:: Consigna A ::
¿Puedes transcribir el fragmento del artículo sobre el paso del Dakar por Tafí del Valle que empieza en "Ansioso, el grueso" y termina en "el pabellón nacional."?
:: Consigna B ::
¿Cómo quedaría en forma de lista el párrafo del artículo sobre el paso del Dakar por Tafí del Valle que comienza con "Ansioso, el grueso de los espectadores", conservando sus datos principales?

:: Artículo ::
¡Qué temprano sonó el reloj! A las cinco en el caso de los privilegiados con cama o carpa en El Mollar o Tafí del Valle. La mayoría pasó de largo o dormitó de manera intermitente en el asiento mal reclinado de un auto estacionado en la banquina. Algunos no pegaron un ojo de puro excitados mientras que el frío hondo de la montaña desveló a los desabrigados del llano. Las fogatas de unos y otros, red espontánea de farolas en la oscuridad estrellada de Tafí, aliviaron el rigor de las horas previas al desfile de la caravana de todoterrenos.
El cielo comenzó la transición del azul profundo al cian claro media hora antes de la llegada del primer motociclista. Una luz progresiva y sin fuente subrayó el contorno erótico de El Nuñorco y de las montañas que, cual pircas de un corral, tabican el valle. El proceso de gestación de un amanecer esplendoroso fue el primer espectáculo gratuito de la mañana, una compensación con creces por las incomodidades de la intemperie. Un guiño cómplice del caprichoso e inestable clima tafinisto a la multitud que subió a contemplar el desplazamiento del Dakar.
Ansioso, el grueso de los espectadores se apostó en la entrada del valle, donde comenzaba el corte de la ruta 307, a la altura del Parque de los Menhires. Aquel gentío regaló aplausos y gritos de aliento, y fotografió sin excepción a los corredores recién llegados. A cambio, recibieron toques amables de bocinas “tuneadas” y amistosos cambios de luces. Como corresponde, los más festejados fueron los locales. En este orden: Bollero, Miguel Reginato (muy carismático) y las naves con el pabellón nacional.

:: Conjunto de datos ::
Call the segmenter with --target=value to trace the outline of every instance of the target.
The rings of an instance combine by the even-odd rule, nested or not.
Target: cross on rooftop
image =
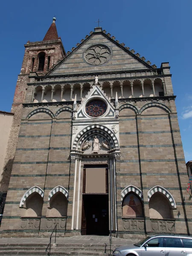
[[[99,26],[99,22],[102,22],[102,21],[101,21],[101,20],[99,20],[99,19],[98,19],[98,21],[95,21],[95,22],[98,22],[98,28]]]

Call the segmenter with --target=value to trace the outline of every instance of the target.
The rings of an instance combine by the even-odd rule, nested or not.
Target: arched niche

:: Respuesta completa A ::
Ansioso, el grueso de los espectadores se apostó en la entrada del valle, donde comenzaba el corte de la ruta 307, a la altura del Parque de los Menhires. Aquel gentío regaló aplausos y gritos de aliento, y fotografió sin excepción a los corredores recién llegados. A cambio, recibieron toques amables de bocinas “tuneadas” y amistosos cambios de luces. Como corresponde, los más festejados fueron los locales. En este orden: Bollero, Miguel Reginato (muy carismático) y las naves con el pabellón nacional.

:: Respuesta completa B ::
- La mayoría de los espectadores se ubicó en la entrada del valle, donde comenzaba el corte de la ruta 307, a la altura del Parque de los Menhires.
- El público aplaudió, dio gritos de aliento y fotografió a todos los corredores que llegaban.
- Los corredores respondieron con toques de bocinas "tuneadas" y cambios de luces.
- Los más festejados fueron los locales, en este orden: Bollero, Miguel Reginato y las naves con el pabellón nacional.